Work to complete
Copy out the records below word for word, starting at their first line and stopping after the line that contains "[383, 126, 798, 514]".

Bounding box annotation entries
* START *

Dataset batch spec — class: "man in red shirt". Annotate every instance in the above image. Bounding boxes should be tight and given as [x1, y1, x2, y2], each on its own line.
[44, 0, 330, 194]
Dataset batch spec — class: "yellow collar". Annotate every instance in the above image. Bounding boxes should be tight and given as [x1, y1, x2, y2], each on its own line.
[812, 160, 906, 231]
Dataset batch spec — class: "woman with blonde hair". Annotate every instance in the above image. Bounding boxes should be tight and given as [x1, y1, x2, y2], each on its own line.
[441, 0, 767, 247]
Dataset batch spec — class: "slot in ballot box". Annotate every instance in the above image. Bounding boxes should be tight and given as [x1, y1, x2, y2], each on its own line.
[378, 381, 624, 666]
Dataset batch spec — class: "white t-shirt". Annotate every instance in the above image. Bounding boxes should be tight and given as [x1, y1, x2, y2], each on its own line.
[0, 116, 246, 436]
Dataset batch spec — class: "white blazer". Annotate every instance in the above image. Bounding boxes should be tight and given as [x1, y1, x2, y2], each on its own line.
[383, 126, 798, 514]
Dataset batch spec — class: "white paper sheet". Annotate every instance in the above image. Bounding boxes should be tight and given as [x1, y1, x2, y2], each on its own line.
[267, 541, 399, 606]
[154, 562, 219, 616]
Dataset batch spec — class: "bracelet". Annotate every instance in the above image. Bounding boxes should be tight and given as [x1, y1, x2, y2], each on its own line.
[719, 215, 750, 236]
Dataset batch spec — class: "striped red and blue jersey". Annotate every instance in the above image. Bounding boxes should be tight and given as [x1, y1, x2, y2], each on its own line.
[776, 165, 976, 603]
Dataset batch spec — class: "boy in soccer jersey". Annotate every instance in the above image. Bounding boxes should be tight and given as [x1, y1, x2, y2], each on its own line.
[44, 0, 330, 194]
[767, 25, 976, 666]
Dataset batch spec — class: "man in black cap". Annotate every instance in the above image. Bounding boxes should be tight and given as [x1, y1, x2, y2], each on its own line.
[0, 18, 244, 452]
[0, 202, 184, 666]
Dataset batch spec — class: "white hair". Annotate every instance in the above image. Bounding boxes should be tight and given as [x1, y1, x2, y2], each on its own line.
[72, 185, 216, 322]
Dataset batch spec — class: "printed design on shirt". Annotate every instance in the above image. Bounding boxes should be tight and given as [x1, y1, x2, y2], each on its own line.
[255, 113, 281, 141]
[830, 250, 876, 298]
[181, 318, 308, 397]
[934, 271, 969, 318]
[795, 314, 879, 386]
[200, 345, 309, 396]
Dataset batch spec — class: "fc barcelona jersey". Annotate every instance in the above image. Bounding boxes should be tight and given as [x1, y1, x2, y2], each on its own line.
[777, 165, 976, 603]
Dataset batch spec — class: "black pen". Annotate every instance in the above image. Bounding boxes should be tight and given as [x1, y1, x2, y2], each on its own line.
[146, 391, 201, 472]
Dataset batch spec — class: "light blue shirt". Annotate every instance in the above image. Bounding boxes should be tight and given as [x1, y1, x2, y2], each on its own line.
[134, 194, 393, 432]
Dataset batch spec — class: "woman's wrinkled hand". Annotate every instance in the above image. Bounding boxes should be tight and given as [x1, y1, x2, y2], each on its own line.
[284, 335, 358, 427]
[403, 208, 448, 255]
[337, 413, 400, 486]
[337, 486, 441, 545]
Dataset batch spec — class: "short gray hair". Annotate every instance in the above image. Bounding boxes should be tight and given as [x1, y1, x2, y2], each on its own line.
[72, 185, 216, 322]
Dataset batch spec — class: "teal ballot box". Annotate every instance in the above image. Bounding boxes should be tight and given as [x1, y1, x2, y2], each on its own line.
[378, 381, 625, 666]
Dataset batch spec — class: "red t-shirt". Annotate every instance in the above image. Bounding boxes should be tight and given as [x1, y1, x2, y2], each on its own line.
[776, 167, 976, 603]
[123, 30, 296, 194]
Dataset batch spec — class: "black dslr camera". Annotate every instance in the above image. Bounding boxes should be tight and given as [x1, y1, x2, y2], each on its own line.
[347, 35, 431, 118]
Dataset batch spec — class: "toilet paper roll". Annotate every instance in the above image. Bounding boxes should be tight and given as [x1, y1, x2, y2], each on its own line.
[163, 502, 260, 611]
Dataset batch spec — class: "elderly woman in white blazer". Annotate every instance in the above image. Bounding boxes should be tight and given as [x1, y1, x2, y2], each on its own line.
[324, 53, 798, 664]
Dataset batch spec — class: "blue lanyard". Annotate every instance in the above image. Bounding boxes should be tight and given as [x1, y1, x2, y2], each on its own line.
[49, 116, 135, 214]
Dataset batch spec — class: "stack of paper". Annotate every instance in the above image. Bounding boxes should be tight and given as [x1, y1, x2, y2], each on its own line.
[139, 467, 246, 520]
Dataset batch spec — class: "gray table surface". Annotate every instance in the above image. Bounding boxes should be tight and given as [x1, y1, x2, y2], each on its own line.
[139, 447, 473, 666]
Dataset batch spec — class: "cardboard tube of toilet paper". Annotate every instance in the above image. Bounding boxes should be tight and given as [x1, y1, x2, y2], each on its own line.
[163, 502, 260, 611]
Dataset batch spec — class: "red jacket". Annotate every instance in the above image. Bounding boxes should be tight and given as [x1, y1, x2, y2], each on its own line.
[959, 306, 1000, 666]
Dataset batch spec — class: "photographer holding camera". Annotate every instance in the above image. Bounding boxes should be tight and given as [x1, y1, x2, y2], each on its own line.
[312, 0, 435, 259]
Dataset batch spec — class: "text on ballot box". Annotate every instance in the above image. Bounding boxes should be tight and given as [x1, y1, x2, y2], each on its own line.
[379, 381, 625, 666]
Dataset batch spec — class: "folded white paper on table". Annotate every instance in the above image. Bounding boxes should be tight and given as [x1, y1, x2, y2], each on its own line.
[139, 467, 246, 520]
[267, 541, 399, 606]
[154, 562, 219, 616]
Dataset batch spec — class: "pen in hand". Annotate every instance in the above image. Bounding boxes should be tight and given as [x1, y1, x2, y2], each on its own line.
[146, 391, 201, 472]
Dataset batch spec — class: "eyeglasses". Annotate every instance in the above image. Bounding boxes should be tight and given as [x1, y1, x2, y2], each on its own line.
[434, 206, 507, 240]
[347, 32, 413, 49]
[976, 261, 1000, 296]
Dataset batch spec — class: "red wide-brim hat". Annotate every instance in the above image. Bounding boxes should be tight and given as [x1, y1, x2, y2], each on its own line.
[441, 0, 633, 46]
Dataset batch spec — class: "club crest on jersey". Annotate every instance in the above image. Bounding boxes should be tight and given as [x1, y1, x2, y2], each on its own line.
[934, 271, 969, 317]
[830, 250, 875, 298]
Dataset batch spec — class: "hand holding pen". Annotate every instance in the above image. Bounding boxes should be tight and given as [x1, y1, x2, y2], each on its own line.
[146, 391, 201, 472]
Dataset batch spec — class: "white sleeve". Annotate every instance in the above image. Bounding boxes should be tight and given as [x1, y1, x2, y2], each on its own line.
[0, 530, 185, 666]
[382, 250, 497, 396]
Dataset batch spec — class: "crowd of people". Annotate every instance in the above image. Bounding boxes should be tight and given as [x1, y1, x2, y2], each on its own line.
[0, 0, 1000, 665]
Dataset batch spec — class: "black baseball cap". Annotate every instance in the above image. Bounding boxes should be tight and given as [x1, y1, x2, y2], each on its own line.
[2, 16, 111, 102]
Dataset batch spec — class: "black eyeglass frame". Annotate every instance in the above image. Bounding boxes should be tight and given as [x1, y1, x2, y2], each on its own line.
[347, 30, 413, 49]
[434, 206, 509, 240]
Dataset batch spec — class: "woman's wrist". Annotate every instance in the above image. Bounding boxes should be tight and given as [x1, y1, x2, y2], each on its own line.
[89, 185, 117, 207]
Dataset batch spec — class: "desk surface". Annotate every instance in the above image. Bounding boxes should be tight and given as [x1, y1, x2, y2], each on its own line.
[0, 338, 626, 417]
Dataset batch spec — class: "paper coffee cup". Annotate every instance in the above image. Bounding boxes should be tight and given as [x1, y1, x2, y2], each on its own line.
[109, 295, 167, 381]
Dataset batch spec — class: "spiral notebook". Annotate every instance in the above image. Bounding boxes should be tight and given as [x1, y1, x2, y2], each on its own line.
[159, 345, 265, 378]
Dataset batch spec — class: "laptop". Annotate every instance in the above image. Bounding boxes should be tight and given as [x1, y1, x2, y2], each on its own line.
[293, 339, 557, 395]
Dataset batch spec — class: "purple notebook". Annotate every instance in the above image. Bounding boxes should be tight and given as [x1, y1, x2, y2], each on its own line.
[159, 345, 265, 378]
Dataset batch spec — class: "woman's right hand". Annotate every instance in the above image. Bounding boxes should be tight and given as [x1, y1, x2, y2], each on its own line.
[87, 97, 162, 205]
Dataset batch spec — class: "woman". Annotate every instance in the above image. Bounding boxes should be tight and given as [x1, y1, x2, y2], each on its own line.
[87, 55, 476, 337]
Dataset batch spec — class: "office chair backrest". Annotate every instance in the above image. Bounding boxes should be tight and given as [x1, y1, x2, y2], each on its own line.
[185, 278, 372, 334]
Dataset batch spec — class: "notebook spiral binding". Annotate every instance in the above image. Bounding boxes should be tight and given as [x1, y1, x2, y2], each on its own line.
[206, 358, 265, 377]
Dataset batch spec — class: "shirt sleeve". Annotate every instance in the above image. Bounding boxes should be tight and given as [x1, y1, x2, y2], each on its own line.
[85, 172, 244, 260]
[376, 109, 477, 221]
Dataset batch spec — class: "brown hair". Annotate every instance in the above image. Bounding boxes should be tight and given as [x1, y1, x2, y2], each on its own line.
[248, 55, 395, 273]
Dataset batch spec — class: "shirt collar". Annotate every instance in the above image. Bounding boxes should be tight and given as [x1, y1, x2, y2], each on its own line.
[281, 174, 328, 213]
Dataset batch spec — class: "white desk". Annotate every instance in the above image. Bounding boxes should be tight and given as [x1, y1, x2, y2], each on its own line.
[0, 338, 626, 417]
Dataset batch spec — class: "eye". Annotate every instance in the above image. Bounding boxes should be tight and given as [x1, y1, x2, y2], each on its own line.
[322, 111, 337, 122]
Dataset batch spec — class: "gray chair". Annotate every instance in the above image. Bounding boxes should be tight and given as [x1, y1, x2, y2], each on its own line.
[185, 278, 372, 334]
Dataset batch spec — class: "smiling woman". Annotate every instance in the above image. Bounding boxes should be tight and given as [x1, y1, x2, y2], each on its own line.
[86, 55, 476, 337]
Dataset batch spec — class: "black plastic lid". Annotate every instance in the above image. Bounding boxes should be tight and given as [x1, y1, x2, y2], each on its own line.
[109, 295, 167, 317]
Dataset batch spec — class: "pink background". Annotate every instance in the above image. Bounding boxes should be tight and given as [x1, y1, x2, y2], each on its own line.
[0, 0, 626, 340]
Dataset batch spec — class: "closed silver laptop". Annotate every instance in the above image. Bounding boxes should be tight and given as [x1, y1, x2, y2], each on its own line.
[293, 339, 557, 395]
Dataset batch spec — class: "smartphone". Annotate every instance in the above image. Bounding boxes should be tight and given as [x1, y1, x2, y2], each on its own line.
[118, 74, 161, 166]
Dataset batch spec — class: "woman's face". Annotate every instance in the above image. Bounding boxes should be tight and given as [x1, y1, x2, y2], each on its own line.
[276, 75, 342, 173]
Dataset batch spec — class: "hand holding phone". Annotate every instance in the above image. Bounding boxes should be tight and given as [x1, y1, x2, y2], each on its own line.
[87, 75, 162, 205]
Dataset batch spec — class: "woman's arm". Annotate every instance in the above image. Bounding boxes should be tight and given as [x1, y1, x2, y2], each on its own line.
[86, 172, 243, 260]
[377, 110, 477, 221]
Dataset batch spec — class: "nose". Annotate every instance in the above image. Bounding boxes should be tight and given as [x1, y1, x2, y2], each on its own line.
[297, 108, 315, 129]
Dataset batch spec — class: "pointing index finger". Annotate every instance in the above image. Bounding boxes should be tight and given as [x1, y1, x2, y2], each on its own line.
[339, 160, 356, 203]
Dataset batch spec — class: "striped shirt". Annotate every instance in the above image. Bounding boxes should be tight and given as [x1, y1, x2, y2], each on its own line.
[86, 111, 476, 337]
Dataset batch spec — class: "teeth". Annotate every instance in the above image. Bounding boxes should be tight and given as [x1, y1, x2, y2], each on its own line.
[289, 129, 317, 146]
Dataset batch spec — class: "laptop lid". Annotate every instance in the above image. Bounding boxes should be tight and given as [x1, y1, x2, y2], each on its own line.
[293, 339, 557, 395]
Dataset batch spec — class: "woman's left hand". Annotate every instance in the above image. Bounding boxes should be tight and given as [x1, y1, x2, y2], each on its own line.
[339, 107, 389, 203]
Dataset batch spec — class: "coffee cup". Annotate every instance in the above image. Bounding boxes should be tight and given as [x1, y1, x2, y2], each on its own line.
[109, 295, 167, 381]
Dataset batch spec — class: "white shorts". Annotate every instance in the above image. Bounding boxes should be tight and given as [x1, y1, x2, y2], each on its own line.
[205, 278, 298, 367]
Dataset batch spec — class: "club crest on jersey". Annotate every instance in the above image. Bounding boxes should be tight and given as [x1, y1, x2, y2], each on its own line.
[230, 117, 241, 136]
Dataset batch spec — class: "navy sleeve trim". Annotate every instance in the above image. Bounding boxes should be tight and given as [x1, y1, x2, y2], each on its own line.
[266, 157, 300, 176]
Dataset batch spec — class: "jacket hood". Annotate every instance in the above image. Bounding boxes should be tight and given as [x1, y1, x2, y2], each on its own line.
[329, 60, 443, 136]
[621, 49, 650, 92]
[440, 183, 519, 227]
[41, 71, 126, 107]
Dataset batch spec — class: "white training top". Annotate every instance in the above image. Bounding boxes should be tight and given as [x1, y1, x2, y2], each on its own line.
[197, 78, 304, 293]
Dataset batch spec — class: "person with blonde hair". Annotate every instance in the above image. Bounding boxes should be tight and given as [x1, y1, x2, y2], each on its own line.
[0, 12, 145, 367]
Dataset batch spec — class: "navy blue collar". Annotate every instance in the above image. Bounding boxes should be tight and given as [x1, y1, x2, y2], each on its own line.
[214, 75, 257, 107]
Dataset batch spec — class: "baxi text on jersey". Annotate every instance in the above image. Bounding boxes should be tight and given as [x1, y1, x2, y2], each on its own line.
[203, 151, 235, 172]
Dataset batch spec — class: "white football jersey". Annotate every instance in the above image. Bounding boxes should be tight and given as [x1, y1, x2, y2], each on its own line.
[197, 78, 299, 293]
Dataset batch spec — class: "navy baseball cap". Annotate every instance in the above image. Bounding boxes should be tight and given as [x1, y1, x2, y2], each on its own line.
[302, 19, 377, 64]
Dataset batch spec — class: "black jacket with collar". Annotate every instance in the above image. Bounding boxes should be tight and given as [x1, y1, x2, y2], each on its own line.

* END *

Correct result
Dataset batch spec — class: "man in red shirt". Annotate every instance in the above image. Bounding boxes should be tight and given as [x1, y1, x2, y2], each on its own line.
[44, 0, 330, 194]
Dataset batch spec — class: "yellow collar". Annotate every instance in the above image. Bounding boxes should be tight and given as [x1, y1, x2, y2], each on its own line.
[812, 160, 906, 231]
Dataset batch spec — class: "woman with blonde hair". Annotate every instance in the above image. Bounding boxes should be tight and given as [x1, y1, x2, y2], each on its own line.
[441, 0, 767, 247]
Dataset batch spec — class: "slot in ballot box". Annotate every instance in the above image. Bounding boxes should be tight and given as [x1, y1, x2, y2], each on its own line.
[378, 381, 624, 666]
Dataset batch spec — class: "white t-shirt". Annotate every instance in the above image. Bounding boxes should be tight and given as [x1, y1, x2, y2], each on its own line.
[0, 116, 246, 436]
Dataset batch spec — class: "white blazer". Annotate every instance in the above image. Bounding boxes should be tight and given as [x1, y1, x2, y2], each on its own line.
[383, 126, 798, 514]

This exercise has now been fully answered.